* **WHAT IS EXPECTED**:
Go through the entries below and print, exactly, the lines starting at the one with "Exercise. Mark the dark trousers" and ending at the one with "Exercise. Mark the necktie", keeping both ends and no others.

* **RECORDS FOR THE EXERCISE**:
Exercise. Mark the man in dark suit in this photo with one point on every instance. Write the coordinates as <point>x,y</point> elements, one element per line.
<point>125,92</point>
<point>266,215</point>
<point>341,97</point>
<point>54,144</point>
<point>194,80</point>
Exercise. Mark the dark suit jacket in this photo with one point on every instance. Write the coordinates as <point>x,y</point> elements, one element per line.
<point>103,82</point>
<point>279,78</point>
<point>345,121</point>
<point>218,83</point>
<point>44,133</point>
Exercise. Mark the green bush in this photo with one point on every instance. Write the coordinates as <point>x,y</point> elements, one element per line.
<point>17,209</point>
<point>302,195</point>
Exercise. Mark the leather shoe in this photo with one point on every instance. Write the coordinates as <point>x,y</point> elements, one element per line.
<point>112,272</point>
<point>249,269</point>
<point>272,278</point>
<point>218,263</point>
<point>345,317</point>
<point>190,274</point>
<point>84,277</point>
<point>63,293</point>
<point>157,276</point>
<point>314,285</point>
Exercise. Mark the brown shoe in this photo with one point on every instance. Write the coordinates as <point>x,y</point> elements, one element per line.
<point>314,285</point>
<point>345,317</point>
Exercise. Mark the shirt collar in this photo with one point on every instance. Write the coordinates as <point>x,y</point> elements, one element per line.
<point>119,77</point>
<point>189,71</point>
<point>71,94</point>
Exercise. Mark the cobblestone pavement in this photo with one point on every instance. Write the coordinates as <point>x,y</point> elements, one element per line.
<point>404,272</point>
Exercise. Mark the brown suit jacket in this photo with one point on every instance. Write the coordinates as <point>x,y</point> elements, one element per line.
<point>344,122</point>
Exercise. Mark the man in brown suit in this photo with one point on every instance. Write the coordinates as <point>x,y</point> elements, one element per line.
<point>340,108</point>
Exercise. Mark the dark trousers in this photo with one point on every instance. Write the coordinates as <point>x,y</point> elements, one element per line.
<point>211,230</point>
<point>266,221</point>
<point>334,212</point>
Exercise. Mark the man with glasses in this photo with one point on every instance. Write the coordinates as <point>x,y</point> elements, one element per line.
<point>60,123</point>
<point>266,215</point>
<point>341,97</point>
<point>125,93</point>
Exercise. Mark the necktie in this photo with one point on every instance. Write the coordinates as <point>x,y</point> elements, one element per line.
* * *
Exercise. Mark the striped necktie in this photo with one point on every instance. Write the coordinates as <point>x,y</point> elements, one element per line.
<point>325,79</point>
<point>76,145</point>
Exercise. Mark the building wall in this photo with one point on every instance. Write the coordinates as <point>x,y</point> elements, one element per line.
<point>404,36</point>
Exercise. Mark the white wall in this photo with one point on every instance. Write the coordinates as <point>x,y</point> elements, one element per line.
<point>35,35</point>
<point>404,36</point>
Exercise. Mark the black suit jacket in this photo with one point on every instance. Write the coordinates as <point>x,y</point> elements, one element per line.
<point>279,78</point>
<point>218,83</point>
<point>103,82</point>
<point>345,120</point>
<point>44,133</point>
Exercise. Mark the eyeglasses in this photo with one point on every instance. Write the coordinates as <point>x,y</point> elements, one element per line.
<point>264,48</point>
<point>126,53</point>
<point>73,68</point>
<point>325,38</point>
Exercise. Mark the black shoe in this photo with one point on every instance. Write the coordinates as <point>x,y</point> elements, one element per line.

* **YOUR SOLUTION**:
Exercise. Mark the dark trousers in this photo with one point on every instance. Write the coordinates as <point>x,y</point> elements, one element per line.
<point>211,230</point>
<point>266,221</point>
<point>334,212</point>
Exercise. Mark the man with glasses in this photo with one point on every instance. Write the coordinates as <point>x,y</point> elements, one element per line.
<point>60,123</point>
<point>266,215</point>
<point>341,97</point>
<point>125,93</point>
Exercise. Mark the necktie in this photo with one point on every instance. Write the coordinates as <point>x,y</point> elements, one element per line.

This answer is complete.